● WORK TO COMPLETE:
Could you change every "innermost point" to "center" in the records below and write them out again with nothing else altered?

● ENTRIES:

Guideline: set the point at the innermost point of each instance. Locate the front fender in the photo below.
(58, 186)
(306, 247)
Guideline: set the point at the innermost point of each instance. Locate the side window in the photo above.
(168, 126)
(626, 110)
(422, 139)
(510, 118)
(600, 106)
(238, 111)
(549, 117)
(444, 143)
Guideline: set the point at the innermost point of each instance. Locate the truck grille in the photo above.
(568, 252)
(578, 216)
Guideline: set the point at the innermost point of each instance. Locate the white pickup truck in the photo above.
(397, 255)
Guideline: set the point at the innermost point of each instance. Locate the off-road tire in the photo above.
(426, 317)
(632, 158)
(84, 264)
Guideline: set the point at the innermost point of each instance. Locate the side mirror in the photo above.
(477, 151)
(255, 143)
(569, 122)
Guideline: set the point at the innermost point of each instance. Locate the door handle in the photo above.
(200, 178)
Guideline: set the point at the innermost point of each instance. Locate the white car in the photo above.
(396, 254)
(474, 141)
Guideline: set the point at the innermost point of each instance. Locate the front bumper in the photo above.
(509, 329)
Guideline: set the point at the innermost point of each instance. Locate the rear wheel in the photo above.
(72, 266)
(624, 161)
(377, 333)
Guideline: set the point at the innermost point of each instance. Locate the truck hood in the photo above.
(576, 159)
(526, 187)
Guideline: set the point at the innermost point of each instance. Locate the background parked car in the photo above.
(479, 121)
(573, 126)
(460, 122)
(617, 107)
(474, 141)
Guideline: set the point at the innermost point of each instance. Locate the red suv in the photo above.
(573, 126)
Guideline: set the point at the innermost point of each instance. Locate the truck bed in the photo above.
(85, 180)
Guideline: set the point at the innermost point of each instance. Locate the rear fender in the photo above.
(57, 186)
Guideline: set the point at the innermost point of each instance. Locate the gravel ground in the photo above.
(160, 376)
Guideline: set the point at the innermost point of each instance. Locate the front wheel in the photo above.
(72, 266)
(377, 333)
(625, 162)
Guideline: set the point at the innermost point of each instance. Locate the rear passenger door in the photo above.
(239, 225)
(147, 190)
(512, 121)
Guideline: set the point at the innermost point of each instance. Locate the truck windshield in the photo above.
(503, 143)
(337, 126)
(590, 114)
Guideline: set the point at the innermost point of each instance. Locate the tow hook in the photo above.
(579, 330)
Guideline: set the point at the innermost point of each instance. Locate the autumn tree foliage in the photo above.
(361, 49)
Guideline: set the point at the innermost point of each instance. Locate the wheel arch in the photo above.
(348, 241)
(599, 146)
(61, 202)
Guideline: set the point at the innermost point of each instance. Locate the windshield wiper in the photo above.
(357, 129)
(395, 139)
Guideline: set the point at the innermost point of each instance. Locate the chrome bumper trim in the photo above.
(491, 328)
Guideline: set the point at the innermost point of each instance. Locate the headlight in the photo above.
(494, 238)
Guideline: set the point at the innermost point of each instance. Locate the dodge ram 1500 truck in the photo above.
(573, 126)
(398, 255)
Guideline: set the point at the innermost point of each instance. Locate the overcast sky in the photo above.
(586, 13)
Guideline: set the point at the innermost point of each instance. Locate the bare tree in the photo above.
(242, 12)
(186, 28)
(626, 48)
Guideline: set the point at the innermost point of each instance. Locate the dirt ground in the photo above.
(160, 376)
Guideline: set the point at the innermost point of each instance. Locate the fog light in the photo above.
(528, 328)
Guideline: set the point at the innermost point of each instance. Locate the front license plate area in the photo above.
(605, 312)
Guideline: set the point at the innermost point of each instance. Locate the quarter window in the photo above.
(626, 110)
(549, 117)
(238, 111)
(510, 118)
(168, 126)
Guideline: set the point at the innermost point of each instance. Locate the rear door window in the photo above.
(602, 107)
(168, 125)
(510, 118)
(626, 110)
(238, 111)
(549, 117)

● SOLUTION FOR THIS PROBLEM:
Guideline: set the point at the center of each instance. Locate the front fender in the photo below.
(58, 186)
(306, 247)
Guideline: set the point at the center of each instance. Locate the side window in the photo above.
(168, 126)
(626, 110)
(422, 139)
(510, 118)
(600, 106)
(238, 111)
(549, 117)
(444, 143)
Guideline: set the point at the center of each instance. Locate the truck grille in the photo above.
(568, 252)
(578, 216)
Guideline: set the point at the center of each instance. Locate the white pickup truck in the photo above.
(397, 255)
Guideline: set the point at the center of each instance. Locate the off-road tire in the photo above.
(426, 317)
(632, 158)
(84, 264)
Guideline: set the point at the center of each instance. Locate the side mirror in the photo above.
(477, 151)
(255, 143)
(569, 122)
Guideline: set the point at the center of each instance. Locate the door handle in the photo above.
(200, 178)
Guideline: set the point at the center of each instance. Locate the white car in the photo above.
(396, 254)
(474, 141)
Guideline: set the point at the center of each instance. Locate the front bumper in the photo above.
(509, 329)
Guideline: set the point at the center of each instance. Locate the rear wheel in the photo above.
(72, 266)
(624, 161)
(377, 333)
Guideline: set the point at the center of each instance. Locate the truck hood in the photo above.
(576, 159)
(526, 187)
Guideline: set the point at the center of each instance. Locate the background parked car in the photo above.
(479, 121)
(573, 126)
(460, 122)
(617, 107)
(474, 141)
Guideline: set the point at the center of each instance. Locate the red suv in the photo above.
(573, 126)
Guideline: set the point at the center of each instance. Locate the truck bed in the photo above.
(85, 180)
Guideline: set the point at the center of each instance. Locate the rear fender in the photo above.
(57, 186)
Guideline: set the point at the center of each instance. Locate the gravel ground in the photo above.
(160, 376)
Guideline: set the point at the center of each instance. Locate the front wheel in the photo above.
(72, 266)
(377, 333)
(625, 162)
Guideline: set the point at the center of each instance. Locate the rear passenger door in the photo above.
(239, 225)
(147, 190)
(512, 121)
Guideline: set the point at the center of each instance. Locate the truck windshield in the photo above.
(503, 143)
(337, 126)
(590, 114)
Guideline: set the point at the center of each instance. Locate the tow hook in the photo above.
(579, 330)
Guideline: set the point at the center of each instance. Locate the autumn tree foliage in the photo above.
(361, 49)
Guideline: set the point at the center of each instance. Locate the wheel arch in the photo above.
(348, 241)
(599, 146)
(61, 202)
Guideline: set the point at the center of each instance. Locate the windshield wiper in the photo above.
(357, 129)
(395, 139)
Guideline: set the point at the center of each instance. Locate the chrome bumper trim in the photo above.
(491, 328)
Guideline: set the point at the center of each instance. Locate the headlight in the photo above.
(494, 238)
Guideline: set the point at the center of each instance. Locate the dodge ram 1500 truck in the photo above.
(573, 126)
(398, 255)
Guideline: set the point at the center of each instance. Locate the overcast sky in the photo above.
(586, 13)
Guideline: set the point at the center of each instance. Locate the bare tree in the photo above.
(242, 12)
(186, 28)
(626, 48)
Guideline: set the point at the center of each instance. Locate the dirt ground in the photo above.
(160, 376)
Guideline: set the point at the center of each instance. Locate the fog light in the photo above.
(528, 328)
Guideline: set the point at the center of each instance. Locate the front license plate area in the photo above.
(605, 312)
Guideline: set the point at the center of each instance. Locate the quarter window in the photo above.
(626, 110)
(549, 117)
(238, 111)
(510, 118)
(168, 126)
Guideline: set the point at the center of each instance. Locate the rear door window in the photo above.
(602, 107)
(168, 125)
(510, 118)
(626, 110)
(238, 111)
(549, 117)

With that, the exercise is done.